New edition (third?) and first in 6 volumes. The first edition dates from 1746. Les Songes philosophiques are in first edition.
Contemporary full speckled brown calf bindings. Smooth spines decorated. Red morocco title and volume labels. Triple gilt fillet and star cornerpieces on boards. All edges red. Three head caps and three tail caps worn. A few corners very slightly bumped.
The Lettres chinoises, inaugurated by the same author as the Lettres juives have this typical Enlightenment design of comparing the customs and habits of several civilizations; the work takes up the scheme, always humorous, of the first work of this type: L'espion de la cour de Marana, then Montesquieu's Lettres persanes. A Chinese narrator writes to his compatriots from different places in Europe (Moscow, Stockholm, Paris...). The work is always supposed to make us question the strangeness of our own thoughts and customs. D'Argens also describes several journeys to the Orient, with interesting information on the customs and institutions of Oriental countries. Like the Lettres cabalistiques or Jewish letters by the same author, the Lettres chinoises were published in periodicals.
The philosophical dreams, numbering twenty, accounts of dreams, are authentic utopias; the first tells of a land inhabited and governed by monkeys, Singimanie; the second takes a monkey and the narrator to the Changijournes, a people who continually change their clothes and fashion... In the fifteenth dream, the narrator receives a visit from Racine, and the dialogue expounds the subject matter of belles-lettres in the author's time.

## GIVEN DATA
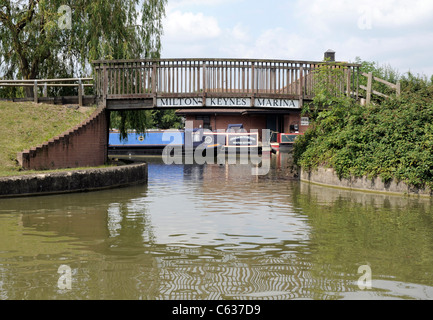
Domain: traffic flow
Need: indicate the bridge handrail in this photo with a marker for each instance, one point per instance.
(35, 83)
(129, 78)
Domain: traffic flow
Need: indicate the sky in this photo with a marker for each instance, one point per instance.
(395, 33)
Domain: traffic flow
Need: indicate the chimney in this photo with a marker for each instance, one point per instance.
(330, 55)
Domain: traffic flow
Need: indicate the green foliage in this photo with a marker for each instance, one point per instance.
(391, 140)
(34, 46)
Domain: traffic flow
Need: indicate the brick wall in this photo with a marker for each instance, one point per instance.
(83, 146)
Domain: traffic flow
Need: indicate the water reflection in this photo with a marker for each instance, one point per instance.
(216, 232)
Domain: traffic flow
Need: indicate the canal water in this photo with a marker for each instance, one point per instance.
(216, 231)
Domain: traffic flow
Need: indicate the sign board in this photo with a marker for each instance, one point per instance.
(277, 103)
(227, 102)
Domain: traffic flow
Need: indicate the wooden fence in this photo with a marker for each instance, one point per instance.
(80, 83)
(369, 87)
(117, 79)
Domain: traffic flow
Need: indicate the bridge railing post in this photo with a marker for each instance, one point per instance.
(80, 93)
(105, 85)
(154, 82)
(35, 91)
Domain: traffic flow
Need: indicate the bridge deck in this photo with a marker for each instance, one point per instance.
(192, 83)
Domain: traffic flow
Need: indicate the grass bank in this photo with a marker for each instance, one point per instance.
(24, 125)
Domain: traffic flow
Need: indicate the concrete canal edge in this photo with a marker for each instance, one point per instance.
(73, 181)
(327, 177)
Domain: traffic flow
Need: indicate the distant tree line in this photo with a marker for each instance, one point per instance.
(60, 38)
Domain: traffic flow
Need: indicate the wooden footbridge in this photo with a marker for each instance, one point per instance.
(225, 83)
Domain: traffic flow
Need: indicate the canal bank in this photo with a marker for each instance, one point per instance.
(328, 177)
(73, 181)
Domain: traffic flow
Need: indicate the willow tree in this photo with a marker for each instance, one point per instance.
(60, 38)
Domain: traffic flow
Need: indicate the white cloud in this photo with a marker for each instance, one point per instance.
(395, 32)
(188, 27)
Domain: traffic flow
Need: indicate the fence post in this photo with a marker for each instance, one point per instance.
(105, 85)
(154, 83)
(369, 86)
(45, 90)
(80, 93)
(204, 83)
(35, 91)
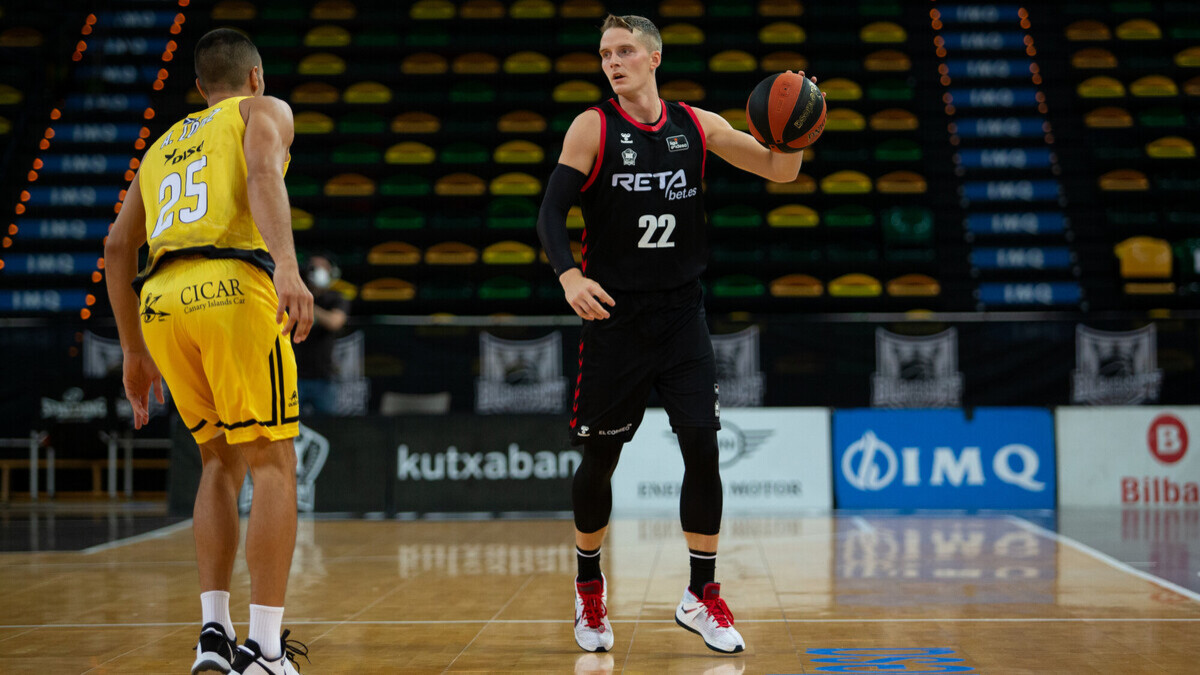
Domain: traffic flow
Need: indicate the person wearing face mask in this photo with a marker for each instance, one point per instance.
(315, 358)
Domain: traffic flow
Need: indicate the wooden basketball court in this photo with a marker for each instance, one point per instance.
(820, 593)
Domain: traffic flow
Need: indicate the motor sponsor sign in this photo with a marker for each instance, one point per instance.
(996, 458)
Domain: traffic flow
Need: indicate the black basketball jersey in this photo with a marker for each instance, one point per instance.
(643, 204)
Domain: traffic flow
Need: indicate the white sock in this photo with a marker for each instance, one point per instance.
(265, 623)
(215, 609)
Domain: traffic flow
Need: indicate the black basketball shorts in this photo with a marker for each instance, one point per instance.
(651, 340)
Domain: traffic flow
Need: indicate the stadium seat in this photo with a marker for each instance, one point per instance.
(394, 254)
(797, 286)
(1144, 257)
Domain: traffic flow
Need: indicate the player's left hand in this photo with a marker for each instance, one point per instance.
(139, 375)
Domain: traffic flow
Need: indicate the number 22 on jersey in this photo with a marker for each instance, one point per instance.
(175, 185)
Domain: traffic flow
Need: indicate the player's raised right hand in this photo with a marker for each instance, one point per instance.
(585, 296)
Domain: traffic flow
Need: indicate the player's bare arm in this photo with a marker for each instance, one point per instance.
(743, 151)
(580, 148)
(269, 133)
(129, 233)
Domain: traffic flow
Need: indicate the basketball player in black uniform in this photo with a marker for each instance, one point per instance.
(636, 162)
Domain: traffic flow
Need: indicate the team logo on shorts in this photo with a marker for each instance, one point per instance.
(150, 315)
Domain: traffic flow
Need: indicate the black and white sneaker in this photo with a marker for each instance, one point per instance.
(250, 659)
(214, 651)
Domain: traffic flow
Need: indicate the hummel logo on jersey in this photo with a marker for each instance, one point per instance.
(672, 184)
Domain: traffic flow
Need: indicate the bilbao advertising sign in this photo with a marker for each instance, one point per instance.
(999, 458)
(1129, 457)
(772, 460)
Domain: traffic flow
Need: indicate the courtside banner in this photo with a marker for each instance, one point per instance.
(772, 460)
(1128, 457)
(997, 458)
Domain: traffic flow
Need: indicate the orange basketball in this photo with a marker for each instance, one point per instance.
(786, 112)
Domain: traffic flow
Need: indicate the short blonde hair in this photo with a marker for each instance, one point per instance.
(641, 27)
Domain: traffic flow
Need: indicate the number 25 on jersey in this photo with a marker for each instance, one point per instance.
(183, 184)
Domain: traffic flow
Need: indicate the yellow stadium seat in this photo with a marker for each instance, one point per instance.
(424, 63)
(515, 184)
(475, 63)
(681, 9)
(509, 254)
(894, 119)
(737, 118)
(682, 34)
(301, 220)
(367, 93)
(532, 10)
(781, 33)
(913, 286)
(577, 63)
(315, 93)
(527, 63)
(780, 61)
(1153, 85)
(732, 60)
(682, 90)
(793, 215)
(796, 286)
(803, 184)
(855, 286)
(844, 119)
(451, 254)
(388, 288)
(882, 31)
(582, 10)
(519, 153)
(327, 36)
(10, 95)
(780, 9)
(887, 60)
(321, 63)
(1101, 87)
(1087, 30)
(1123, 180)
(1093, 58)
(411, 153)
(394, 254)
(349, 185)
(521, 121)
(1171, 148)
(1108, 118)
(431, 10)
(481, 10)
(310, 121)
(460, 185)
(1188, 58)
(1139, 29)
(1144, 257)
(901, 183)
(841, 89)
(576, 91)
(334, 11)
(415, 123)
(846, 183)
(234, 11)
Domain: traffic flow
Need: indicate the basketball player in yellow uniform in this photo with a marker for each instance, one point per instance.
(213, 311)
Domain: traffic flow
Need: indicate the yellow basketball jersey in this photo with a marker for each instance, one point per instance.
(193, 186)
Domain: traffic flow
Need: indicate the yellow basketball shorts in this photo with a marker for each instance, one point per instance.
(210, 328)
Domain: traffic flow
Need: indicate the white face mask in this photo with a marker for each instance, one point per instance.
(321, 278)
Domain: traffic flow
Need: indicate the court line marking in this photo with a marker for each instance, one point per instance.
(137, 538)
(1103, 557)
(671, 621)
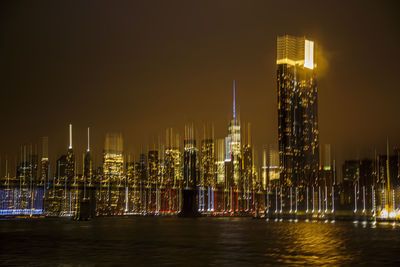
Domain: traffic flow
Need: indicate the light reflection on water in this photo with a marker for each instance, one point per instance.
(199, 241)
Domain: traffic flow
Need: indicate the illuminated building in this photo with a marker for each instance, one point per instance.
(233, 148)
(207, 159)
(153, 168)
(113, 161)
(326, 176)
(220, 161)
(351, 178)
(173, 168)
(297, 111)
(70, 160)
(112, 186)
(44, 163)
(190, 165)
(247, 163)
(87, 171)
(273, 173)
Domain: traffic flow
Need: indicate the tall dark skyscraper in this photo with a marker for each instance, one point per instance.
(70, 160)
(297, 111)
(87, 171)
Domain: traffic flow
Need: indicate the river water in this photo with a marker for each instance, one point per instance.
(196, 241)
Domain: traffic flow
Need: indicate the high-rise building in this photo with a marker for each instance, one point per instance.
(297, 111)
(153, 167)
(220, 161)
(233, 147)
(173, 168)
(44, 161)
(113, 161)
(87, 171)
(273, 166)
(207, 157)
(70, 159)
(190, 171)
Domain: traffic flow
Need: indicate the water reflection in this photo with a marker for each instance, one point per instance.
(201, 241)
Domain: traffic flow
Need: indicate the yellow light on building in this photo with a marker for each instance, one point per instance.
(309, 54)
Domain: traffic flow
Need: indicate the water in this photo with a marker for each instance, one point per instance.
(196, 241)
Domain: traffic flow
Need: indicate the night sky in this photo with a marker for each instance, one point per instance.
(138, 67)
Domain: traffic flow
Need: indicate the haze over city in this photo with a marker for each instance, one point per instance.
(138, 68)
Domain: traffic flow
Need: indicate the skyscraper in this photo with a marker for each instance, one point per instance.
(113, 161)
(87, 172)
(45, 161)
(233, 146)
(297, 111)
(70, 160)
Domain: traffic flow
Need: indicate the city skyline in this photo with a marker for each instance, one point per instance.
(206, 84)
(210, 133)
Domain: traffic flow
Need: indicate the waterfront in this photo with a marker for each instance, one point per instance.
(199, 241)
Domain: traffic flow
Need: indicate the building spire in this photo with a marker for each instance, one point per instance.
(70, 136)
(234, 105)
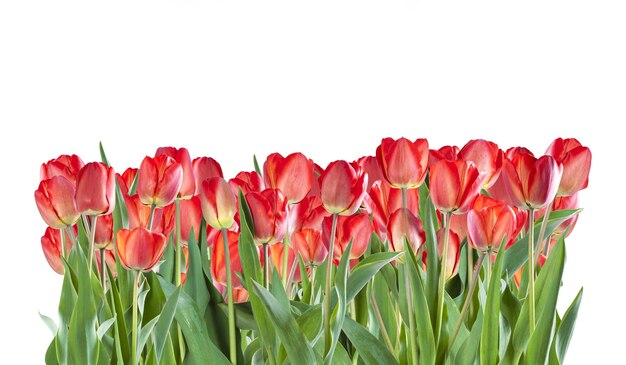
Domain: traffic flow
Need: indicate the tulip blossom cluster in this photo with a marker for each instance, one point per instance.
(406, 227)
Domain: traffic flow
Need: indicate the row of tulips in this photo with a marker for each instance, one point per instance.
(410, 256)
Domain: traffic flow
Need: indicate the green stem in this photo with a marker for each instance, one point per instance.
(329, 269)
(531, 269)
(468, 300)
(133, 349)
(231, 300)
(442, 275)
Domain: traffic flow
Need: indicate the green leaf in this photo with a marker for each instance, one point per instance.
(371, 350)
(298, 348)
(491, 319)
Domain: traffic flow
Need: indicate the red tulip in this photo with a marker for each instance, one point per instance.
(404, 224)
(404, 163)
(95, 189)
(181, 155)
(356, 229)
(218, 266)
(269, 214)
(51, 245)
(342, 188)
(308, 242)
(160, 180)
(104, 231)
(454, 184)
(205, 168)
(126, 179)
(488, 226)
(526, 182)
(64, 165)
(140, 249)
(293, 175)
(487, 157)
(576, 161)
(56, 203)
(219, 204)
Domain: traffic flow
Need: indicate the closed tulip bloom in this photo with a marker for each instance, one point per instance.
(308, 242)
(51, 245)
(95, 189)
(292, 175)
(487, 157)
(269, 214)
(104, 231)
(64, 165)
(56, 203)
(405, 225)
(576, 161)
(205, 168)
(140, 249)
(404, 163)
(219, 204)
(181, 155)
(356, 229)
(527, 182)
(160, 179)
(454, 184)
(487, 227)
(218, 266)
(342, 188)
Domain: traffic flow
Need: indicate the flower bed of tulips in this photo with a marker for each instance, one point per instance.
(448, 256)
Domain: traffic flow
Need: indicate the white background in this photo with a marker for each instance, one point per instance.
(330, 79)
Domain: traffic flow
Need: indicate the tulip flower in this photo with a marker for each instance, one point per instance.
(52, 248)
(205, 168)
(95, 189)
(160, 180)
(404, 163)
(292, 175)
(218, 265)
(488, 226)
(576, 161)
(342, 188)
(527, 182)
(308, 242)
(64, 165)
(269, 214)
(140, 249)
(56, 203)
(453, 185)
(218, 202)
(487, 157)
(356, 229)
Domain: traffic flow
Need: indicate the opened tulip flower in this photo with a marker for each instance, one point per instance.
(342, 188)
(95, 189)
(160, 180)
(292, 175)
(56, 203)
(404, 163)
(140, 249)
(576, 161)
(67, 166)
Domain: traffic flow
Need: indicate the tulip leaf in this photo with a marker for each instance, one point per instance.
(298, 349)
(370, 349)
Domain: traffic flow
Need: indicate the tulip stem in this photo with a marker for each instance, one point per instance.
(468, 300)
(329, 269)
(133, 349)
(531, 269)
(442, 275)
(92, 239)
(231, 301)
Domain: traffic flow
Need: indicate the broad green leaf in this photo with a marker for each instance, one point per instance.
(370, 349)
(298, 348)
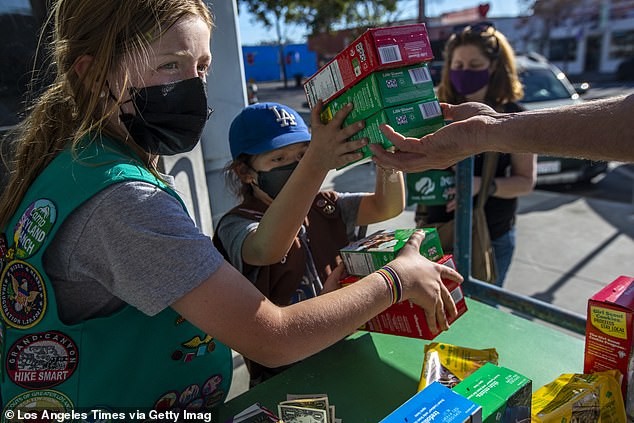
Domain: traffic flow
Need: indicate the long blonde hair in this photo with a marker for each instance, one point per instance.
(116, 34)
(504, 84)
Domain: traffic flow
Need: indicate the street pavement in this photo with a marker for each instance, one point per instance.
(568, 246)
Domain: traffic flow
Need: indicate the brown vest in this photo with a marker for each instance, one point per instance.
(326, 234)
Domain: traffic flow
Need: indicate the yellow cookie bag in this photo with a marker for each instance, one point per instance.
(450, 364)
(594, 398)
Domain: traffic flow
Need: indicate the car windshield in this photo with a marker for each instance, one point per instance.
(542, 85)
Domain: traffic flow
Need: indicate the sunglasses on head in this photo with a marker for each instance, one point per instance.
(481, 29)
(477, 27)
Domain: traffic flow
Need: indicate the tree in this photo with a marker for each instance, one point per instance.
(275, 13)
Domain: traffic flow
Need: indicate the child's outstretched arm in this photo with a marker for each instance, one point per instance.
(388, 199)
(328, 149)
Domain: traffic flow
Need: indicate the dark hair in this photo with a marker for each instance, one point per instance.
(504, 84)
(114, 34)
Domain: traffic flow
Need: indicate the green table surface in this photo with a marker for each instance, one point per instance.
(368, 375)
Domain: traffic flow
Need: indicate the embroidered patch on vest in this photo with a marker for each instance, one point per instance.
(193, 397)
(31, 230)
(200, 347)
(42, 360)
(22, 295)
(212, 384)
(35, 402)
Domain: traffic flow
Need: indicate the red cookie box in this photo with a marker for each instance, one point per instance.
(375, 49)
(408, 319)
(610, 334)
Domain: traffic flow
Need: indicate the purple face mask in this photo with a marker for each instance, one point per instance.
(468, 81)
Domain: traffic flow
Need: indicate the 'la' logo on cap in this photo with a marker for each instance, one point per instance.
(285, 118)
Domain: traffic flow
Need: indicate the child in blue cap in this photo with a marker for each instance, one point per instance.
(285, 235)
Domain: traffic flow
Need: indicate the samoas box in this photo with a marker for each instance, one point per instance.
(436, 403)
(375, 49)
(368, 254)
(610, 335)
(505, 396)
(383, 89)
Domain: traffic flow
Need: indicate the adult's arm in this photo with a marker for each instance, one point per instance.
(228, 307)
(597, 130)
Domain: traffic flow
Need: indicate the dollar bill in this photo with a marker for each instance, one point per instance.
(293, 414)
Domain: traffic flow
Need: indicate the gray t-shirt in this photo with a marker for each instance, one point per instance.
(131, 243)
(233, 230)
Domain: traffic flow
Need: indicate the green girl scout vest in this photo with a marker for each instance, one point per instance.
(126, 361)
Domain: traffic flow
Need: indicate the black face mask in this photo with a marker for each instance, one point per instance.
(273, 181)
(169, 118)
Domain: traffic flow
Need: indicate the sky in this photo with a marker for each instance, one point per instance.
(252, 32)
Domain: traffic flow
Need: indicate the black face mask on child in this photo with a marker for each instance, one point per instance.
(272, 181)
(169, 118)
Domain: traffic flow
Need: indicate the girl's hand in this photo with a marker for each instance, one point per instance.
(329, 147)
(422, 283)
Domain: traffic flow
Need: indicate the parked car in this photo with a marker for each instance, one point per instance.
(625, 71)
(547, 86)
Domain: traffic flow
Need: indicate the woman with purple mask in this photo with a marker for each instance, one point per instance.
(480, 66)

## PROBLEMS TO WORK ON
a. Answer these questions from the description of the Lettres chinoises, one per line:
(i) What year does the first edition date from?
(ii) How many philosophical dreams are there?
(iii) Who visits the narrator in the fifteenth dream?
b. Copy the stretch of the Lettres chinoises description from "The Lettres chinoises, inaugurated" through "published in periodicals." word for word.

## ANSWERS BY ITEM NUMBER
a.
(i) 1746
(ii) Twenty
(iii) Racine

b.
The Lettres chinoises, inaugurated by the same author as the Lettres juives have this typical Enlightenment design of comparing the customs and habits of several civilizations; the work takes up the scheme, always humorous, of the first work of this type: L'espion de la cour de Marana, then Montesquieu's Lettres persanes. A Chinese narrator writes to his compatriots from different places in Europe (Moscow, Stockholm, Paris...). The work is always supposed to make us question the strangeness of our own thoughts and customs. D'Argens also describes several journeys to the Orient, with interesting information on the customs and institutions of Oriental countries. Like the Lettres cabalistiques or Jewish letters by the same author, the Lettres chinoises were published in periodicals.